- _What this task involves_: Your reply should hold the line containing "Query: brown branch" and every later line of the records, reproduced exactly, and no other lines.

(Referring expression pointing data)
+++++
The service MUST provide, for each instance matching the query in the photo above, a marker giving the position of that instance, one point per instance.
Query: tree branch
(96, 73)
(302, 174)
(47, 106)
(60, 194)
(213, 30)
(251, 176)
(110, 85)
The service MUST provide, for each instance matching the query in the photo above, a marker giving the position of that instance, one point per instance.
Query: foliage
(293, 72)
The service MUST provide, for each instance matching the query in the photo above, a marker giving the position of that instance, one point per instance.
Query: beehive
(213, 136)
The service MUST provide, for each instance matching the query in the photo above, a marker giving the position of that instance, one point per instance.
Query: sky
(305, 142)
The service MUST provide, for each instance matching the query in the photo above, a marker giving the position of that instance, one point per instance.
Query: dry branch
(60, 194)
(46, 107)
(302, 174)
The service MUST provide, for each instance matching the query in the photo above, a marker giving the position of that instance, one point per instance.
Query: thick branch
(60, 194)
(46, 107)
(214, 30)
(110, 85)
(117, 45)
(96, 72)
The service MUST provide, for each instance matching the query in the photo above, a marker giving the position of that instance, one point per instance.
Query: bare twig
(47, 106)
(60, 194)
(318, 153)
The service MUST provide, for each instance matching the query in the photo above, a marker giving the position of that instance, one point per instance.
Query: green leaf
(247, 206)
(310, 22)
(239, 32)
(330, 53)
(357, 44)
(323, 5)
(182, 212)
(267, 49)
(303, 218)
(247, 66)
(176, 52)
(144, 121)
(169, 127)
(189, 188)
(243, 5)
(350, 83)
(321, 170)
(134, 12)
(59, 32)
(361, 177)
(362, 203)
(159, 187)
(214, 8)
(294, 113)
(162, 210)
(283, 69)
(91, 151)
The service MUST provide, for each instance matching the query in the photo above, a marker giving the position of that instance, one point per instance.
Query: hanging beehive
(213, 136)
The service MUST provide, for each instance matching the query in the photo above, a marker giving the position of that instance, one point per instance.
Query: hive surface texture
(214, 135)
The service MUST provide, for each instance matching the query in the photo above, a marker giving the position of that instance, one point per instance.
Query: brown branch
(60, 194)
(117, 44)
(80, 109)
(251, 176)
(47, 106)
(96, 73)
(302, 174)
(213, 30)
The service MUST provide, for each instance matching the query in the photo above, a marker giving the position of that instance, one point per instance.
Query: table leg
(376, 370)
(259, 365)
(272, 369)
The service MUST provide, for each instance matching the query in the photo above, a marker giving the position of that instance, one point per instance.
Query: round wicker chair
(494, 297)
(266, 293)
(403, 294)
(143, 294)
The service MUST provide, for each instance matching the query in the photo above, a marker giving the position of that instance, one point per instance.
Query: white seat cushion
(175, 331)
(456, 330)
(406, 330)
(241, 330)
+++++
- _Result for this exercise_:
Query: brown branch
(60, 194)
(117, 44)
(80, 109)
(251, 176)
(47, 106)
(96, 73)
(302, 174)
(213, 30)
The service MUST provide, for each instance matching the query in the photo above, a marker giving the position of that instance, one point per instance.
Query: table leg
(376, 370)
(259, 365)
(272, 369)
The service MUST provide, for each instance matching the query in the photo above, a marker giving the position of that instance, one point per instance.
Query: round wicker chair
(494, 297)
(266, 293)
(403, 294)
(143, 294)
The service MUST provide, for each instance matching the query in the photo above, a marker giving the position of that instance, one point per instance.
Query: white seat cushion
(175, 331)
(456, 330)
(406, 330)
(241, 330)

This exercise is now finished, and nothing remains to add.